- _Material shown_:
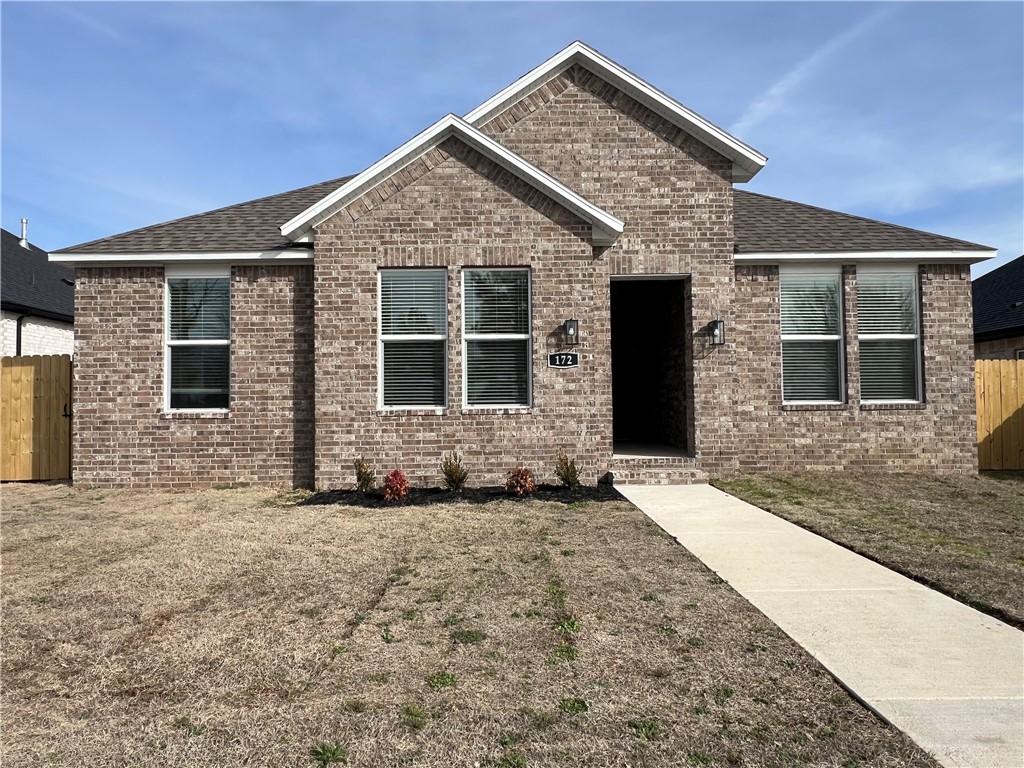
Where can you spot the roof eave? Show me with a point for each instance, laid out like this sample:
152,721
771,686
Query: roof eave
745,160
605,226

...

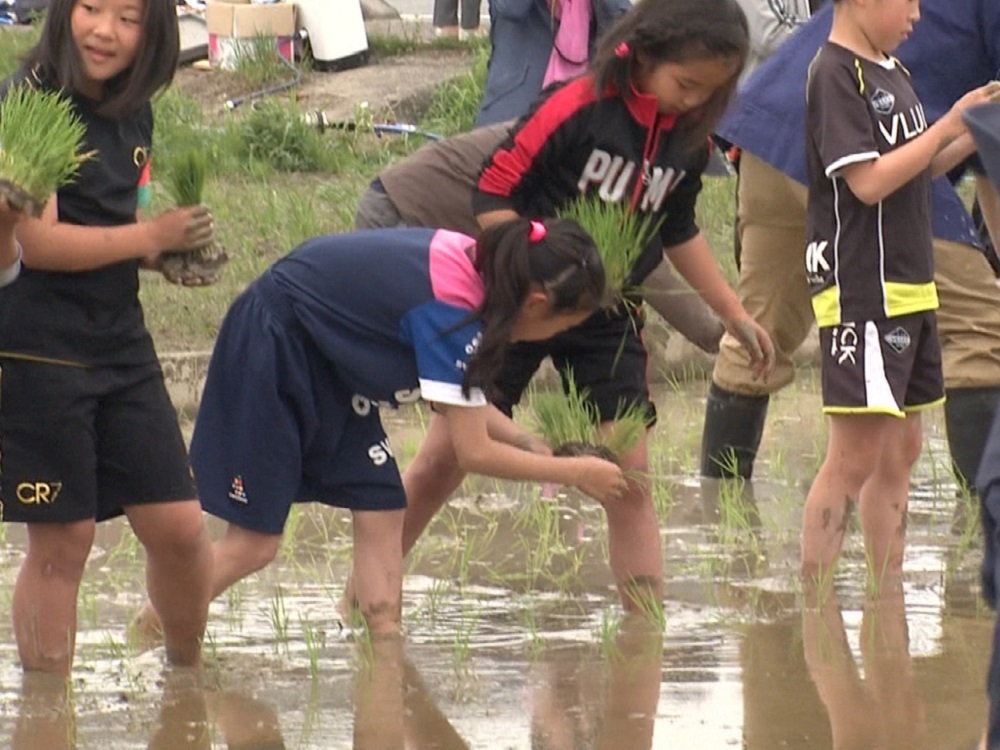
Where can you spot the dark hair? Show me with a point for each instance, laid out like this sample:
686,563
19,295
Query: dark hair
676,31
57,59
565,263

- _Exercise_: Collect every line above that contains the word "laid", and copy each one in full.

- _Result for this exercise_:
Where can you spot the roof eave? Show me with a point for each instance, laid out like this sample:
Where can you spot the dark hair? Show me with a point for each instance, laid out like this sample:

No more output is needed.